EXERCISE DIRECTIONS - Quote the part of the API key masker page starting at "What masked output" and ending at "before you send.".

START PAGE EXCERPT

API Key Masker for Prompts

Scan prompts and messages for accidentally embedded API keys

Scans prompt text for common API key patterns (OpenAI, Anthropic, Google, AWS, Stripe, GitHub and more) and masks or flags them before you accidentally paste a secret into a chat, log, or screenshot. It runs free in your browser on Gera Tools, with nothing uploaded.

Last updated Source: Gera Tools

Which API key formats does it detect?

It recognises OpenAI (sk-, sk-proj-), Anthropic (sk-ant-), Google AI (AIza), AWS access keys (AKIA), Stripe (sk_live / pk_live), GitHub tokens (ghp_, github_pat_), Slack (xox), and generic high-entropy bearer tokens. Patterns are based on each provider's published prefix conventions.

API key masker for prompts

It is dangerously easy to paste a snippet of code or a config block into a chat window or a public log and ship a live API key along with it. This tool scans text for the prefix patterns that real provider keys use — OpenAI, Anthropic, Google, AWS, Stripe, GitHub and more — and produces a masked copy you can safely share. Everything runs locally so the secret never leaves your machine.

How it works

The scanner applies a set of regular expressions, each tied to a known key format. Provider keys are easy to match precisely because vendors publish their prefixes: OpenAI keys start with sk-, Anthropic with sk-ant-, AWS access keys with AKIA, Stripe live keys with sk_live_, and so on. A final lower-confidence rule catches long high-entropy strings that look like bearer tokens even without a known prefix. Every match is reported with its provider label and confidence, and the masked output replaces each key with a redacted form that keeps just the first and last few characters.

What masked output looks like

For a key like sk-ant-api03-a1b2c3d4…xy99, the masked form becomes:

sk-a████████████████████████████xy99

The first four and last four characters are preserved for traceability — so you can confirm “yes, that was the key ending in xy99 that I retired last week” — without exposing the working key material.

Common scenarios where this prevents leaks

Sharing a debugging session. You paste a failing curl command into a chat with a colleague — and the Authorization: Bearer sk-ant-... header is in there. Running it through the masker first replaces the key before you send.

END PAGE EXCERPT
START DATASET CONTENT

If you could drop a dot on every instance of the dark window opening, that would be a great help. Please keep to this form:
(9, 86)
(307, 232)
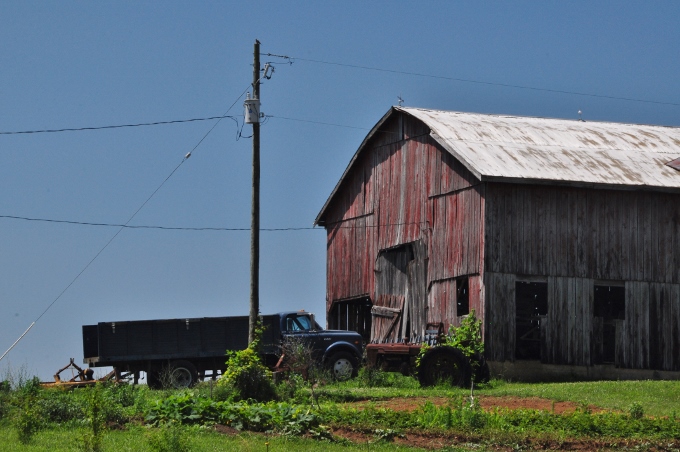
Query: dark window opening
(609, 306)
(610, 302)
(531, 305)
(352, 315)
(462, 296)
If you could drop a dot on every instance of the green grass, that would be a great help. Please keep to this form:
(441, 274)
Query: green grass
(658, 398)
(134, 439)
(62, 418)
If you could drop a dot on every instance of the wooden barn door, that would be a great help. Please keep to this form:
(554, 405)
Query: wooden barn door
(401, 276)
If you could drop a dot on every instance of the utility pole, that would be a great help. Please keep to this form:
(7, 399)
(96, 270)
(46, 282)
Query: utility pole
(255, 212)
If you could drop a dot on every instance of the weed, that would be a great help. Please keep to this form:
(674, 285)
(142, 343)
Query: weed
(28, 420)
(95, 414)
(169, 438)
(386, 434)
(246, 376)
(636, 411)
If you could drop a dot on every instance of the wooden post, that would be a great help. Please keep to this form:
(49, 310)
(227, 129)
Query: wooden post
(255, 212)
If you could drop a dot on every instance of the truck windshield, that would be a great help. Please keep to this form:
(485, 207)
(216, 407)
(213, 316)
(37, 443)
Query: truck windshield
(299, 323)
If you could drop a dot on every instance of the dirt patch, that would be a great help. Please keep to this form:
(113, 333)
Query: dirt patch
(440, 441)
(488, 403)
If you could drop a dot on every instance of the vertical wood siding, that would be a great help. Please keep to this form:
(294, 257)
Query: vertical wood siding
(499, 317)
(648, 338)
(401, 189)
(584, 233)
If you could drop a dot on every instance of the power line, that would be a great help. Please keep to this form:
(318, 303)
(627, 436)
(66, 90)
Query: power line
(124, 226)
(478, 82)
(172, 228)
(119, 126)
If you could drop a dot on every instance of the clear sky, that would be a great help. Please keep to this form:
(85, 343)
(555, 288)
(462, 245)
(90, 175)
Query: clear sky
(90, 64)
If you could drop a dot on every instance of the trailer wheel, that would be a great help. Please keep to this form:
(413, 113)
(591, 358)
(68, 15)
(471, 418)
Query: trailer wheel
(342, 365)
(183, 375)
(444, 364)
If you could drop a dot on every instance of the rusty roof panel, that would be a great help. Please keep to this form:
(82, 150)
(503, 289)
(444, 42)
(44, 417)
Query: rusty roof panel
(512, 147)
(675, 164)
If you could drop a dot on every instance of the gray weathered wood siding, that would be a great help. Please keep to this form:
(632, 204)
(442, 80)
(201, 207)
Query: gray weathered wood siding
(585, 233)
(577, 238)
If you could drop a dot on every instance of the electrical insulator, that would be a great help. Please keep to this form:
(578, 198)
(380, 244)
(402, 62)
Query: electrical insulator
(252, 110)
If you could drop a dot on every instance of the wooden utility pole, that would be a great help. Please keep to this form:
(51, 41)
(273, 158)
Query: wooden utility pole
(255, 212)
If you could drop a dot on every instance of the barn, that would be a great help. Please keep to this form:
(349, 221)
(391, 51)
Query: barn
(562, 235)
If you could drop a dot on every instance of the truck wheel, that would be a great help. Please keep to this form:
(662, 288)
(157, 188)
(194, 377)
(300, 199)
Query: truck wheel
(183, 375)
(343, 366)
(153, 380)
(444, 364)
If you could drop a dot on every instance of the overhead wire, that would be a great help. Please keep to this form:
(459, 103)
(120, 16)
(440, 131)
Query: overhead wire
(117, 126)
(125, 225)
(177, 228)
(478, 82)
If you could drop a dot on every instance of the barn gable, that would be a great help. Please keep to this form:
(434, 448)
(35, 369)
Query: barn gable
(561, 235)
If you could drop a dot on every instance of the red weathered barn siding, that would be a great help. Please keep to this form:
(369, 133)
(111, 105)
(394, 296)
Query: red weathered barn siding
(403, 188)
(403, 191)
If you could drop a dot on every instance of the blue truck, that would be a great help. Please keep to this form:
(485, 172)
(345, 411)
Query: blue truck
(182, 352)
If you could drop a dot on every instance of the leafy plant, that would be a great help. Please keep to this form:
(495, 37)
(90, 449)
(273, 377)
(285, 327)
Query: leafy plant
(28, 420)
(246, 376)
(636, 411)
(95, 415)
(169, 438)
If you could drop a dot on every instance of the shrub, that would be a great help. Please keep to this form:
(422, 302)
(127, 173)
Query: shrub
(246, 376)
(636, 411)
(169, 438)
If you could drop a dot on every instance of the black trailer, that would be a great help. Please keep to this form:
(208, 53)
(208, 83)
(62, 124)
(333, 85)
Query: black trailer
(188, 350)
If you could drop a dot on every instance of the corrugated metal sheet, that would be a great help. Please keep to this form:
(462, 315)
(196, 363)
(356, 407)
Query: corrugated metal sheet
(541, 149)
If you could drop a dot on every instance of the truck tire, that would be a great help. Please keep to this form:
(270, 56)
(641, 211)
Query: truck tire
(343, 366)
(153, 380)
(183, 374)
(444, 364)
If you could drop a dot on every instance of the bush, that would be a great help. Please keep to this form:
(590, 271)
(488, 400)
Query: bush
(169, 438)
(246, 377)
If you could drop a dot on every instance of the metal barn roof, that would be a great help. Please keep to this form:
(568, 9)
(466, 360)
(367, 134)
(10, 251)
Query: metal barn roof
(541, 149)
(553, 151)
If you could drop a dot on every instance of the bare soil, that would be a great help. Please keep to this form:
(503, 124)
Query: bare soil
(436, 441)
(488, 403)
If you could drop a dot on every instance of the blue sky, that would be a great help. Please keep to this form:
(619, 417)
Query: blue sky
(89, 64)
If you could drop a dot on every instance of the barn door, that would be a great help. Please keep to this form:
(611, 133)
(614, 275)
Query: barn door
(400, 284)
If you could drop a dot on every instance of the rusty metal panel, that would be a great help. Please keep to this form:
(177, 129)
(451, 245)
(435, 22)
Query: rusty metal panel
(675, 164)
(568, 151)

END DATASET CONTENT

TASK SOLUTION -
What masked output looks like

For a key like sk-ant-api03-a1b2c3d4…xy99, the masked form becomes:

sk-a████████████████████████████xy99

The first four and last four characters are preserved for traceability — so you can confirm “yes, that was the key ending in xy99 that I retired last week” — without exposing the working key material.

Common scenarios where this prevents leaks

Sharing a debugging session. You paste a failing curl command into a chat with a colleague — and the Authorization: Bearer sk-ant-... header is in there. Running it through the masker first replaces the key before you send.